(Data excerpts)
----------------

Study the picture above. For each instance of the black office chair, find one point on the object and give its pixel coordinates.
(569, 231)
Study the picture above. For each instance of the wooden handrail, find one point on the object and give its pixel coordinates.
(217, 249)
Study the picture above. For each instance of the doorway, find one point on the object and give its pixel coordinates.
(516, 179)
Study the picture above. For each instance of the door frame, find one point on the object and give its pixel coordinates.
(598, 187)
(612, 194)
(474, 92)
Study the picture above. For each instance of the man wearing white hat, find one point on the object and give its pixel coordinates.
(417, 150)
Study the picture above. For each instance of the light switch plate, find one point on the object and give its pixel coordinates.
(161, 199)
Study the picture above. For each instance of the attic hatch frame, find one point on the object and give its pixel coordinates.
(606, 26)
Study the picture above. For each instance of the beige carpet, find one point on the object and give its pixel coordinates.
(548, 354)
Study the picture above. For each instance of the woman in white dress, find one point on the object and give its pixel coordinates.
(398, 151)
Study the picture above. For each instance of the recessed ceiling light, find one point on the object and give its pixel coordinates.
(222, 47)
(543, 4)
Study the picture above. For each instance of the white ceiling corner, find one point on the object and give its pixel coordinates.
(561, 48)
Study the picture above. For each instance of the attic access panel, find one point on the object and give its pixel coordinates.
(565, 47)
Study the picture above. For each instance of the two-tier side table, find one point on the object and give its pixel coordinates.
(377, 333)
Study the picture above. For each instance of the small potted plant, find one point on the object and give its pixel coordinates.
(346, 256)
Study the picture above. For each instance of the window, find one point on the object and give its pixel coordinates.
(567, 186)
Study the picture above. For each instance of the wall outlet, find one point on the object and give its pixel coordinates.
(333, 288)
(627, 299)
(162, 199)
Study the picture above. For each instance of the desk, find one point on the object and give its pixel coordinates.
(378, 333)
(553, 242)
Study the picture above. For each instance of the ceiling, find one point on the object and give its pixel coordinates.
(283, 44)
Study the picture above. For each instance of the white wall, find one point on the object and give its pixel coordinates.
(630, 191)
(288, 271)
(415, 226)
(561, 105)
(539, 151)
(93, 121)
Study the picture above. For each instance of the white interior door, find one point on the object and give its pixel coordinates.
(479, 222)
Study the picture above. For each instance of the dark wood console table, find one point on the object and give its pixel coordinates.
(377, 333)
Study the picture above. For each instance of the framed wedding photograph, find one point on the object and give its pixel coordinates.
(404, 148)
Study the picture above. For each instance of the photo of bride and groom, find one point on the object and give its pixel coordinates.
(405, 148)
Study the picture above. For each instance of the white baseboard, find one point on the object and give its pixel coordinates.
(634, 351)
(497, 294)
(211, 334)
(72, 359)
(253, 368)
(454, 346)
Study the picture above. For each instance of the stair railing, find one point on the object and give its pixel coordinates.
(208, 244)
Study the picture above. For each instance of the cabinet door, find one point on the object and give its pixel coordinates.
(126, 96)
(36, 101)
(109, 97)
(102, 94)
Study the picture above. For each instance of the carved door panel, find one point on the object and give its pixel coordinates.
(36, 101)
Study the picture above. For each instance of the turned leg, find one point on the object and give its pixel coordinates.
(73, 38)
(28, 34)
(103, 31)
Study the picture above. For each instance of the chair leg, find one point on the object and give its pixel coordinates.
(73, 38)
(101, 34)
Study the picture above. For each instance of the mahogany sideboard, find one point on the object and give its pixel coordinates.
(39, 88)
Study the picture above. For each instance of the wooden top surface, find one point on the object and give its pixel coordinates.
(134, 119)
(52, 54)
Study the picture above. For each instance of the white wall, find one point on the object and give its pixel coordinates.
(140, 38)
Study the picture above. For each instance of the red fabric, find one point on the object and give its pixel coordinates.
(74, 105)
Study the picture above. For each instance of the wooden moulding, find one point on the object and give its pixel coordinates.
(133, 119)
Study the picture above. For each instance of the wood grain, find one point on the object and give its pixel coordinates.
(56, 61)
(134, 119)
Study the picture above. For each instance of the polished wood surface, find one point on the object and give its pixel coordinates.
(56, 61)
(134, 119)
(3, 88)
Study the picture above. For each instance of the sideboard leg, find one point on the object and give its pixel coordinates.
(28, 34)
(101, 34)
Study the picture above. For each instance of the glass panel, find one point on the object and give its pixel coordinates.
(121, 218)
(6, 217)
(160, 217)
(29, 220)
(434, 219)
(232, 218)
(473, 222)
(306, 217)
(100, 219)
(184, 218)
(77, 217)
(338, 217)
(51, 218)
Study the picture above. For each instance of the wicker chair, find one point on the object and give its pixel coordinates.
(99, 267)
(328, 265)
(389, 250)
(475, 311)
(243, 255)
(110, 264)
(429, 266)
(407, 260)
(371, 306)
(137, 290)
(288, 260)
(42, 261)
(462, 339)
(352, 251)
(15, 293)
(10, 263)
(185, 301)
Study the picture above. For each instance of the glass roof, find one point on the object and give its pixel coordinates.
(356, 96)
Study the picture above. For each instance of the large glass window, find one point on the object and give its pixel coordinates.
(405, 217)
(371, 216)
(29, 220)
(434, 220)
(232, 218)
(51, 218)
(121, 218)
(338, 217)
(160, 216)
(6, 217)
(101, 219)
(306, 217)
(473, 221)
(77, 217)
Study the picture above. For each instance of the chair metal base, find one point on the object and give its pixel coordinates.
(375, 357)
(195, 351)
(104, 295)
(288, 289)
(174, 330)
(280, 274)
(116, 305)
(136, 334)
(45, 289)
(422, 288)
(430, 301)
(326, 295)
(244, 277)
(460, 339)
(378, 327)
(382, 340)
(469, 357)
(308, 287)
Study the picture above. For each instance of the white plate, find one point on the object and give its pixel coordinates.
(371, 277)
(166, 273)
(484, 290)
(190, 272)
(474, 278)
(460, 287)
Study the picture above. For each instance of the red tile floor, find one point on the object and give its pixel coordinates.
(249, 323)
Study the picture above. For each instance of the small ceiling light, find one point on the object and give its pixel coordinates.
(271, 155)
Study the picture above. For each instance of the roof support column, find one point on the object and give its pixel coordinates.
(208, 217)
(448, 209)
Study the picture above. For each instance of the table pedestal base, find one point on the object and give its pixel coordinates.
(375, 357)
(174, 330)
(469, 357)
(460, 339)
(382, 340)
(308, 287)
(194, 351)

----------------

Task to complete ->
Exact copies of all the lines above are required.

Final answer ->
Study the picture above. For each instance of the black office chair, find one point on the object and give its pixel coordinates.
(569, 231)
Study the picture above. For each instance of the wooden handrail, find one point on the object and give its pixel coordinates.
(217, 249)
Study the picture above. For each instance of the doorway, find one point on the object and give its pixel coordinates.
(516, 179)
Study the picture above. For each instance of the door frame, find one point on the object and give its pixel coordinates.
(598, 187)
(612, 194)
(474, 92)
Study the picture above. For each instance of the man wearing white hat, find one point on the object and give its pixel coordinates.
(417, 150)
Study the picture above. For each instance of the light switch plate, find one point on the object and give its pixel coordinates.
(161, 199)
Study the picture above. For each instance of the attic hatch frame, find one point on the object and give its pixel coordinates.
(606, 26)
Study the picture above. For each instance of the beige carpet, find one point on the object and give its pixel coordinates.
(548, 354)
Study the picture above. For each instance of the woman in white dress, find one point on the object and give its pixel coordinates.
(398, 151)
Study the picture above. For each instance of the recessed ceiling light, find one point on the object and give its pixel coordinates.
(222, 47)
(543, 4)
Study the picture above. For each instance of the white ceiling corner, find one point on the object and give its pixel coordinates.
(561, 48)
Study the picture above. For each instance of the attic access panel, find one point on the object and give its pixel coordinates.
(565, 47)
Study the picture above. For each instance of the two-tier side table, find one point on the object and give its pixel coordinates.
(377, 333)
Study the picture above. For each instance of the small potted plant, find one point on the object and give its pixel coordinates.
(346, 256)
Study the picture above. For each instance of the window, find one point on the object and give its pixel coordinates.
(567, 186)
Study the picture above. For each instance of the wall outlet, find one point on the object and give its pixel coordinates.
(333, 288)
(627, 299)
(162, 199)
Study the picture above. For each instance of the desk, find one point on the object and give its pixel coordinates.
(378, 333)
(553, 242)
Study the picture above. For each instance of the ceiling, find one point on the object and give its pixel coordinates.
(283, 44)
Study the picture above. For each instance of the white wall, find one point on the object and give its pixel coordinates.
(630, 191)
(288, 271)
(415, 226)
(561, 105)
(539, 151)
(93, 121)
Study the picture above. For each instance of the white interior door, find one point on the object and give its pixel coordinates.
(479, 222)
Study the picture above. For each instance of the dark wood console table, find one point on the object and give its pixel coordinates.
(377, 333)
Study the picture above. For each instance of the framed wedding photograph, find one point on the object and give its pixel coordinates.
(404, 148)
Study the picture above. For each instance of the photo of bride and groom, find one point on the object and give its pixel coordinates.
(405, 148)
Study the picture above. For each instance of the white baseboard, find one point on the object and give its pixel coordinates.
(634, 351)
(497, 294)
(211, 334)
(72, 359)
(253, 368)
(454, 346)
Study the picture above. For each instance of the stair railing, find one point on the object and give its pixel coordinates.
(208, 244)
Study the picture above. For each instance of the cabinet door, find one point on the object and give its pixel coordinates.
(126, 96)
(36, 101)
(109, 97)
(102, 94)
Study the picture above. For each instance of the carved door panel, find one point on the object and give its pixel coordinates.
(36, 101)
Study the picture above. For each instance of the turned leg, find one point on the object and give its pixel coordinates.
(73, 38)
(28, 34)
(103, 31)
Study the picture above. For each instance of the chair leg, find one point on the object and give its pixel coordinates.
(73, 38)
(101, 34)
Study the picture above. For each instance of the mahogany sideboard, find one point on the object and give its pixel coordinates.
(39, 88)
Study the picture above. For each instance of the wooden top surface, find one point on the object and give its pixel coordinates.
(134, 119)
(52, 54)
Study the picture above. For each instance of the white wall, find one point on the object and give its pixel coordinates.
(140, 38)
Study the picture above. For each instance of the red fabric, find one point on the object and give its pixel coordinates.
(74, 105)
Study the picture above. For each instance of the wooden moulding, find one point on the object and give its pixel coordinates.
(133, 119)
Study the picture above. For each instance of the wood grain, find one point on the object and give its pixel coordinates.
(56, 61)
(134, 119)
Study the picture above. For each instance of the polished wood surface, find one point on the object and give its pixel coordinates.
(56, 61)
(134, 119)
(3, 88)
Study the picture above. For each instance of the sideboard leg, find one point on the object and give its pixel coordinates.
(28, 34)
(101, 34)
Study the picture above. For each instance of the glass panel, find one point on the object and give its pixel coordinates.
(121, 218)
(6, 217)
(160, 217)
(29, 220)
(434, 219)
(232, 218)
(473, 222)
(306, 217)
(100, 219)
(184, 218)
(77, 217)
(338, 217)
(51, 218)
Study the picture above. For each instance of the wicker chair, find one point on the object and give its pixel coordinates.
(99, 267)
(328, 265)
(389, 250)
(475, 311)
(243, 255)
(110, 264)
(429, 266)
(407, 260)
(371, 306)
(137, 290)
(288, 260)
(42, 261)
(462, 339)
(352, 251)
(15, 293)
(10, 263)
(185, 301)
Study the picture above. For each instance of the glass roof, find one point on the object and give its pixel coordinates.
(356, 96)
Study the picture above. For each instance of the large glass window, find one point on the object and give its pixel coordinates.
(405, 217)
(371, 216)
(29, 220)
(434, 220)
(232, 218)
(51, 218)
(121, 218)
(338, 217)
(160, 216)
(6, 217)
(101, 219)
(306, 217)
(473, 221)
(77, 217)
Study the picture above. For each instance of the chair metal base, find one point on the object and give its pixel coordinates.
(375, 357)
(195, 351)
(104, 295)
(288, 289)
(174, 330)
(280, 274)
(116, 305)
(136, 334)
(45, 289)
(422, 288)
(430, 301)
(326, 295)
(244, 277)
(460, 339)
(378, 327)
(382, 340)
(469, 357)
(308, 287)
Study the picture above. For each instance of the white plate, find one point on the object and give its pixel coordinates.
(371, 277)
(166, 273)
(484, 290)
(190, 272)
(474, 278)
(460, 287)
Study the picture above. For each instance of the red tile floor, find one point on the object and give its pixel coordinates.
(249, 323)
Study the picture above. For each instance of the small ceiling light, find one point on the object and give its pixel coordinates.
(271, 155)
Study the picture above. For each instance of the roof support column, find one point on the object and give its pixel coordinates.
(208, 217)
(448, 209)
Study the picture above. For each instance of the table pedestal base, find one point on the object and give its pixel coordinates.
(375, 357)
(174, 330)
(469, 357)
(460, 339)
(382, 340)
(308, 287)
(194, 351)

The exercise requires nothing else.